■ Texte à lire
————————
Portrait de ville à la croisée des mondes

Pour ce portrait de ville j’ai décidé de rendre hommage à une ville millénaire en voie d’extinction. Une ville dont j’ai eu la chance de parcourir quelques fragments avant sa métamorphose finale. Alors non, je ne parle pas d’une ville détruite par les bombes d’une guerre, mais d’une ville détruite par les pouvoirs en place d’un pays qui ne supporte pas de la voir debout. Il s’agit d’une cité historique, symbole de l’ancienne route commerçante de la route de la Soie, une ville oasis pleine de caravansérails où se mêlaient les marchands du bout du monde et dont l’existence renvoyait il y a quelques années aux Contes des Mille et une Nuits Il s’agit de Kachgar, une ville de la région autonome Ouïghour du Xinjiang.

Alors Kachgar c’est un peu la Lhassa de l’ouest, et les Ouïghours, les Tibétains du désert dont on ne parle pas, ou très peu. En effet, les Ouïghours n’ont pas de représentant dont l’image rayonne mondialement comme les tibétains l’ont avec le Dalaï Lama. Les Ouighours sont turcophones et musulmans, ils souffrent en silence et quand ils descendent dans la rue ils sont massacrés et l’information est peu relayée dans nos contrées occidentales. Aussi, Kachgar n’est pas un cas isolé, la destruction tous azimuts qu’opère Pékin est répandue dans tout le pays et ce sont des villes et des cultures entières que le gouvernement fait disparaitre à vitesse grand V.

UN TERRITOIRE STRATÉGIQUE

Kachgar fait partie de la région autonome du Xinjiang, région annexée par Mao dans les années 50 et qui détient les plus grosses réserves en pétrole, gaz et charbon du pays, c’est également la région la plus militarisée, on dit qu’un chinois sur trois y travaillerait pour l’armée. Une armée omniprésente à l’intérieur et à l’extérieur des villes. Le gouvernement a envoyé s’installer là-bas plusieurs milliers de colons Han, beaucoup sont des soldats transformés en paysans prêts à prendre les armes en cas de soulèvement Ouïghour ou pour défendre les frontières. En attendant ils cultivent les meilleures terres de la région avec d’autres ruraux venus des quatre coins de Chine, installés ici pour coloniser l’ancien territoire musulman du Turkestan Oriental. Les Ouïghours sont donc dépossédés de leur terre et subissent des pressions permanentes, cachées derrière une soit-disant autonomie orchestrée par Bejing : le gouverneur de la région est en effet un Ouïghour obéissant aux ordres des grands patrons.
————————
■ Extraits de données

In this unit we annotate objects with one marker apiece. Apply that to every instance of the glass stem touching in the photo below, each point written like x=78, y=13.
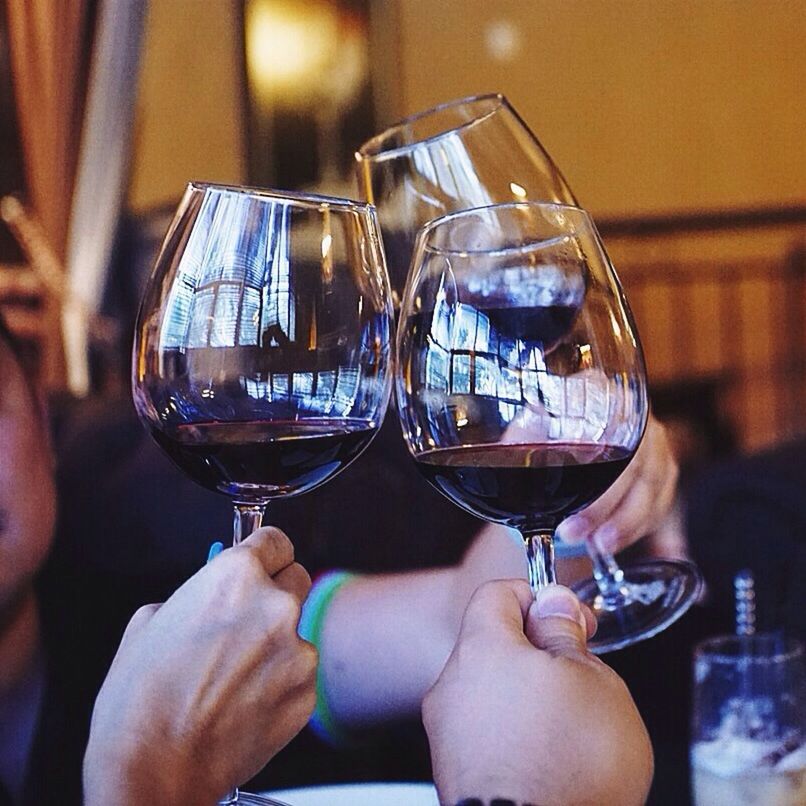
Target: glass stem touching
x=540, y=557
x=609, y=577
x=248, y=517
————————
■ Travail à faire
• a. Résumez en deux phrases le texte sur Kachgar.
• b. D'après le texte sur Kachgar, de quelles ressources le Xinjiang détient-il les plus grosses réserves du pays ? Donnez-les toutes.
Les lignes proviennent d'une autre source que le texte.

■ Exercices corrigés
• a. Le texte rend hommage à Kachgar, ancienne ville oasis de la route de la Soie située dans la région autonome ouïghoure du Xinjiang, qu'il décrit comme détruite par les pouvoirs en place. Il présente le Xinjiang comme une région stratégique riche en pétrole, en gaz et en charbon et très militarisée, où des colons Han cultivent les meilleures terres tandis que les Ouïghours, turcophones et musulmans, sont dépossédés de leur terre et subissent des pressions permanentes.

• b. Le pétrole, le gaz et le charbon.